### DOCUMENT EXTRACT ###

Wednesday, May 13, 2009

The Ants Go Marching

This one's for Honor an Invertebrate Day at Life Photo Meme. A bit late, just in the nick, in fact!

Spilled coffee grounds? was my first reaction when I caught this brownish residue out of the corner of my eye one morning, walking out to feed the chickens. It didn't take long to realize the error—this was life on the move. We had one of these irruptions* inside the house late last summer, possibly the same species, in a breezeway newly converted to civilization.

* An irruption is a sudden explosion in population, or sometimes a shift in presence in a given area, so this is the wrong word, but I've yet to think of a better one. The event last fall was a bit different, a true irruption of sorts, as winged ants were attempting to strike out to colonize new areas.

It wasn't long before I realized my error—this wasn't moving out, this was spring cleaning! (You needn't be surprised that I didn't recognize the phenomenon; it's rare around here!) I did manage (being close to the house) to press the Colorado quarter into duty as a scale object this time, but you'll have to click to see subtle activity along the edge of the paver in this photo.

My guess was the ants had chosen this fine day to remove fallen comrades from the nest. A long winter had, no doubt, induced a fair complement of colony mortality, and "ceremonies," however perfunctory, were in order.

### RECORD EXTRACTS ###

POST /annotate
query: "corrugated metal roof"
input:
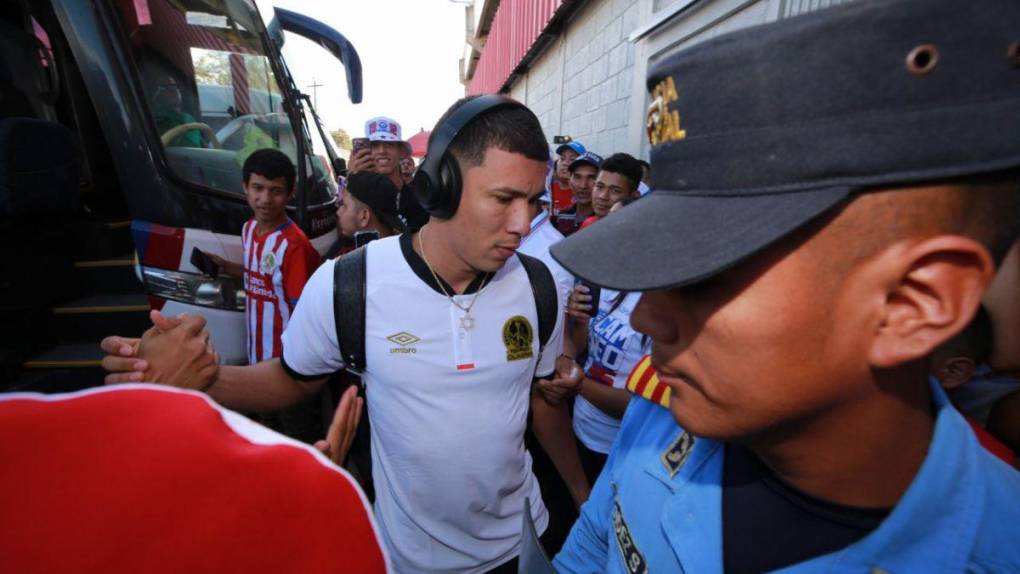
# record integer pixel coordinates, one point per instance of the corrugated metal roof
(516, 25)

###

> [YOUR TASK]: Please reproduce the ant blog post above word for word, from its date line to its final sentence.

> [ANSWER SPACE]:
Wednesday, May 13, 2009

The Ants Go Marching

This one's for Honor an Invertebrate Day at Life Photo Meme. A bit late, just in the nick, in fact!

Spilled coffee grounds? was my first reaction when I caught this brownish residue out of the corner of my eye one morning, walking out to feed the chickens. It didn't take long to realize the error—this was life on the move. We had one of these irruptions* inside the house late last summer, possibly the same species, in a breezeway newly converted to civilization.

* An irruption is a sudden explosion in population, or sometimes a shift in presence in a given area, so this is the wrong word, but I've yet to think of a better one. The event last fall was a bit different, a true irruption of sorts, as winged ants were attempting to strike out to colonize new areas.

It wasn't long before I realized my error—this wasn't moving out, this was spring cleaning! (You needn't be surprised that I didn't recognize the phenomenon; it's rare around here!) I did manage (being close to the house) to press the Colorado quarter into duty as a scale object this time, but you'll have to click to see subtle activity along the edge of the paver in this photo.

My guess was the ants had chosen this fine day to remove fallen comrades from the nest. A long winter had, no doubt, induced a fair complement of colony mortality, and "ceremonies," however perfunctory, were in order.